Problem details: Every line containing the word "instance" must be pulled from the records.

Supplied data:
-*-*-
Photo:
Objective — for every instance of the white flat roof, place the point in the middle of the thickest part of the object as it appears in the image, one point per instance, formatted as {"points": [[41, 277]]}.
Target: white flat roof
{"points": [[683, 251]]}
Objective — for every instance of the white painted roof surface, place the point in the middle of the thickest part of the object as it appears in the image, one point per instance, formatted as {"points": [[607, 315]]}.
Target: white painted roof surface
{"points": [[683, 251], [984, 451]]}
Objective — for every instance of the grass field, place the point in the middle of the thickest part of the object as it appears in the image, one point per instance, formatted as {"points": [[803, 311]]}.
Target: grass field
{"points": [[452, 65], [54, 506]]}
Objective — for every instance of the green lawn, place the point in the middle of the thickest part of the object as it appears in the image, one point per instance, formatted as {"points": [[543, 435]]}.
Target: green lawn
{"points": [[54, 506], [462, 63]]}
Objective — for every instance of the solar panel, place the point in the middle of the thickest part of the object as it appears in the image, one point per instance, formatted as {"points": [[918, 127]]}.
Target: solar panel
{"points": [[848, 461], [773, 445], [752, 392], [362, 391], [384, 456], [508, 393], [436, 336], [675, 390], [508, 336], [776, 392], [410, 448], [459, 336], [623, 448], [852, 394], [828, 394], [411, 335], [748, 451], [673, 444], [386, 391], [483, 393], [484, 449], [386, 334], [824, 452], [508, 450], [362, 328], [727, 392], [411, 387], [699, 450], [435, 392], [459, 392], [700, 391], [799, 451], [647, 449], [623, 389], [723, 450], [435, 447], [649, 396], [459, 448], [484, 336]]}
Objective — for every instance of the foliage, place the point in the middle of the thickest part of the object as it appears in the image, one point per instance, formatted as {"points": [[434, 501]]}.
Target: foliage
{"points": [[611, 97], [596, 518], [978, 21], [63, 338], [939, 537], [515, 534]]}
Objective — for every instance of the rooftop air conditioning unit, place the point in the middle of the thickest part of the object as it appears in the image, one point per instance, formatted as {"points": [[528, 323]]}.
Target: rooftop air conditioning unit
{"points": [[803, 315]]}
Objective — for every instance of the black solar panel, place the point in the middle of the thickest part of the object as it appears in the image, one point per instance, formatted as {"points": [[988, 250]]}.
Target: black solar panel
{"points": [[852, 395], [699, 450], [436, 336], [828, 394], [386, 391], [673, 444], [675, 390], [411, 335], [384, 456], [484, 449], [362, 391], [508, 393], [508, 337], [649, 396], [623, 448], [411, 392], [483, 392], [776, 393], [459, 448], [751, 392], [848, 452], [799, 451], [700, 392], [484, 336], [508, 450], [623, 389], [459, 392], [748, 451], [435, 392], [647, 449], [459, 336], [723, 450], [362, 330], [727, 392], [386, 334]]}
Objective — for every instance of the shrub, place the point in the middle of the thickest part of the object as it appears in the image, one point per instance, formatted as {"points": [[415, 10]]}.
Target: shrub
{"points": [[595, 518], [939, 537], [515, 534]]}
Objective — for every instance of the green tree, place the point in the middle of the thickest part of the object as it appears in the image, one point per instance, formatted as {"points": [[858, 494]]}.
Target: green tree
-*-*-
Task response:
Objective — for every instance of the white flat roof, place the point in the middle of the thickest part of the object as it appears in the image, one point per instance, formatted as {"points": [[41, 277]]}.
Objective — for every instance of the white painted roof surface, place the point in the middle of the thickest part of the object as it appears in the image, one point per instance, formatted as {"points": [[607, 315]]}.
Objective — for every instance of the grass field, place the point in the middle of the thickest part of the object as it appears in the image, one point per instance, formatted as {"points": [[803, 311]]}.
Objective — for every instance of the green lawn, place the point in the middle of the thickest part of the object as it appears in the image, one point per instance, formatted as {"points": [[543, 435]]}.
Objective — for every instance of the solar panel, place the point in the middle of the thickest part of the object as it appears in the image, one point per instance, formatted as {"points": [[918, 127]]}.
Objective — for every instance of the foliage, place the point in the middle of the thickest part of the object as it appears in the image, one point per instance, formatted as {"points": [[434, 501]]}.
Objective — for every instance of the rooftop air conditioning unit, place the point in the middle of the thickest part of the object as it appears in the image, one point per instance, formatted as {"points": [[528, 323]]}.
Objective — for every instance of the black solar panel, place the point in the middle of the thickest part of the object as it appears in the image, one point per instance, formatted as {"points": [[988, 250]]}.
Objective — for every instance of the shrub, place the point in the middle of the thickest part of the object as it appears in the image, one point per instance, formatted as {"points": [[415, 10]]}.
Objective — for every instance of the green tree, place the point in the middle of the thickest part of the object as it appears in the image, one point per instance, formatted as {"points": [[858, 494]]}.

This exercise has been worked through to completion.